ABOUT THIS EXERCISE:
Nothing in the entries may be altered; copy them in full.

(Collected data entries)
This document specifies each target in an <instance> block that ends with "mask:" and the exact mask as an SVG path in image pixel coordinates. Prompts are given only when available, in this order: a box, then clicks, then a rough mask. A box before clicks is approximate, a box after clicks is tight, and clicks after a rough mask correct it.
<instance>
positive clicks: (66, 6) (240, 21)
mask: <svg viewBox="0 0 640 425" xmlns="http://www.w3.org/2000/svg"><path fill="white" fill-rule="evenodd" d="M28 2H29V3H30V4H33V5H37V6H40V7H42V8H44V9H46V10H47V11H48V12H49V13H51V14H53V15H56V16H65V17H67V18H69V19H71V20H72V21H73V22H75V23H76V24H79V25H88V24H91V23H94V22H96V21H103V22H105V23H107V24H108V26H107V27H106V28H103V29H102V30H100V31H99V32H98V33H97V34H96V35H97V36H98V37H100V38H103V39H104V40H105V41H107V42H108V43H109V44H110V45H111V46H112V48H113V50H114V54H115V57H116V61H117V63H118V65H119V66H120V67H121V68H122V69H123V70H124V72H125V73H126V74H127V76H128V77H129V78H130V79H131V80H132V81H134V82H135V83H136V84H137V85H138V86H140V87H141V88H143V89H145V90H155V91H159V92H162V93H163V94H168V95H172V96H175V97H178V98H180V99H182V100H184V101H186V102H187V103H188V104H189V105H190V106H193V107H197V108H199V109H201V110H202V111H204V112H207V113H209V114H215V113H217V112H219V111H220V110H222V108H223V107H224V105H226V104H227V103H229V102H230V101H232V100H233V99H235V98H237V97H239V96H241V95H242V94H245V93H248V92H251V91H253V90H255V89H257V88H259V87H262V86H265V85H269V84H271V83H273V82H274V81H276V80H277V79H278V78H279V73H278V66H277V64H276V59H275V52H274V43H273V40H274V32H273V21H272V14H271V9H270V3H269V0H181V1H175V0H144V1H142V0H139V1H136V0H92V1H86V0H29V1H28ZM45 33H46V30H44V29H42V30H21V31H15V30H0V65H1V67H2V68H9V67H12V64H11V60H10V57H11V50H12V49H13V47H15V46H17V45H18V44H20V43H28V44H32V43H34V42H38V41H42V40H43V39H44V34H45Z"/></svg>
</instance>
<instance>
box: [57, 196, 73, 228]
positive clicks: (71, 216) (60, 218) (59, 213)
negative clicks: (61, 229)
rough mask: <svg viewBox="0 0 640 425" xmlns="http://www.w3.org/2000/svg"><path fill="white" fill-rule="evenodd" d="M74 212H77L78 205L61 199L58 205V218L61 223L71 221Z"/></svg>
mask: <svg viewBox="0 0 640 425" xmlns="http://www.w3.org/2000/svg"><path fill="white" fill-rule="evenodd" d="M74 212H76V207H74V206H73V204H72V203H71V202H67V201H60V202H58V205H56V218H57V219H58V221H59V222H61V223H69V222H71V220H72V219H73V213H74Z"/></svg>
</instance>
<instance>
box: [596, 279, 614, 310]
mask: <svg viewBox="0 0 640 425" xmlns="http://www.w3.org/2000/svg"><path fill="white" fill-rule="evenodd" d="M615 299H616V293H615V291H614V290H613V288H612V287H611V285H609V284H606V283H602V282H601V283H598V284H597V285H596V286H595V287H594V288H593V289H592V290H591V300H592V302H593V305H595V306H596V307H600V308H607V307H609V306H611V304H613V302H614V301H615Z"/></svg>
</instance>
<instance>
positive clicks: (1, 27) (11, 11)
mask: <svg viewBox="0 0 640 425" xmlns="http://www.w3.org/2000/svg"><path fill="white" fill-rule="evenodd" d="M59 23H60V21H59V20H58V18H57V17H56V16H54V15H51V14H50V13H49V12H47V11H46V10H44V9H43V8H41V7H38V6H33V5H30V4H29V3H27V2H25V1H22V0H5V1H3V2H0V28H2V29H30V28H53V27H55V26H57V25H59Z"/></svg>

RESPONSE TO THIS TASK:
This document specifies each target in an <instance> block that ends with "mask:" and the exact mask as an SVG path in image pixel coordinates. Prompts are given only when available, in this order: a box, then clicks, then a rough mask. A box before clicks is approximate, a box after clicks is tight, and clicks after a rough mask correct it.
<instance>
positive clicks: (66, 6) (240, 21)
mask: <svg viewBox="0 0 640 425" xmlns="http://www.w3.org/2000/svg"><path fill="white" fill-rule="evenodd" d="M28 2H29V3H30V4H33V5H37V6H40V7H42V8H44V9H46V10H47V11H48V12H49V13H51V14H53V15H56V16H65V17H67V18H69V19H71V20H72V21H73V22H75V23H76V24H79V25H88V24H91V23H94V22H96V21H103V22H105V23H107V24H108V26H107V27H106V28H103V29H102V30H100V31H99V32H98V33H97V34H96V35H97V36H98V37H100V38H103V39H104V40H105V41H107V42H108V43H109V44H110V45H111V46H112V48H113V50H114V54H115V57H116V61H117V63H118V65H119V66H120V67H121V68H122V69H123V70H124V72H125V73H126V74H127V76H128V77H129V78H130V79H131V80H132V81H134V82H135V83H136V84H137V85H138V86H140V87H141V88H143V89H145V90H155V91H159V92H162V93H163V94H168V95H172V96H175V97H178V98H180V99H182V100H184V101H186V102H187V103H188V104H189V105H190V106H193V107H197V108H199V109H201V110H202V111H204V112H207V113H209V114H215V113H217V112H219V111H220V110H222V108H223V107H224V105H226V104H227V103H229V102H230V101H232V100H233V99H235V98H237V97H239V96H241V95H242V94H245V93H248V92H251V91H253V90H255V89H257V88H259V87H262V86H265V85H269V84H271V83H273V82H274V81H276V80H277V79H278V78H279V73H278V66H277V64H276V59H275V52H274V43H273V40H274V32H273V21H272V14H271V9H270V3H269V0H181V1H175V0H144V1H142V0H139V1H136V0H92V1H86V0H29V1H28ZM45 33H46V30H44V29H42V30H21V31H15V30H0V65H1V67H2V68H9V67H12V64H11V60H10V57H11V50H12V49H13V47H15V46H17V45H18V44H20V43H28V44H32V43H34V42H38V41H42V40H43V39H44V34H45Z"/></svg>
</instance>
<instance>
box: [57, 196, 73, 228]
positive clicks: (71, 216) (60, 218) (59, 213)
negative clicks: (61, 229)
rough mask: <svg viewBox="0 0 640 425" xmlns="http://www.w3.org/2000/svg"><path fill="white" fill-rule="evenodd" d="M74 212H77L78 205L61 199L58 205V218L61 223L71 221Z"/></svg>
mask: <svg viewBox="0 0 640 425" xmlns="http://www.w3.org/2000/svg"><path fill="white" fill-rule="evenodd" d="M74 212H76V207H74V206H73V204H72V203H71V202H67V201H60V202H58V205H56V218H57V219H58V221H59V222H61V223H69V222H71V220H72V219H73V213H74Z"/></svg>
</instance>
<instance>
box: [596, 279, 614, 310]
mask: <svg viewBox="0 0 640 425" xmlns="http://www.w3.org/2000/svg"><path fill="white" fill-rule="evenodd" d="M615 299H616V293H615V291H614V290H613V288H612V287H611V285H609V284H606V283H602V282H601V283H598V284H597V285H596V286H595V287H594V288H593V289H592V290H591V300H592V302H593V305H595V306H596V307H600V308H607V307H609V306H611V304H613V302H614V301H615Z"/></svg>
</instance>
<instance>
positive clicks: (1, 27) (11, 11)
mask: <svg viewBox="0 0 640 425" xmlns="http://www.w3.org/2000/svg"><path fill="white" fill-rule="evenodd" d="M59 23H60V21H59V20H58V18H57V17H56V16H54V15H51V14H50V13H49V12H47V11H46V10H44V9H43V8H41V7H38V6H33V5H30V4H29V3H27V2H25V1H22V0H5V1H3V2H0V28H2V29H30V28H53V27H55V26H57V25H59Z"/></svg>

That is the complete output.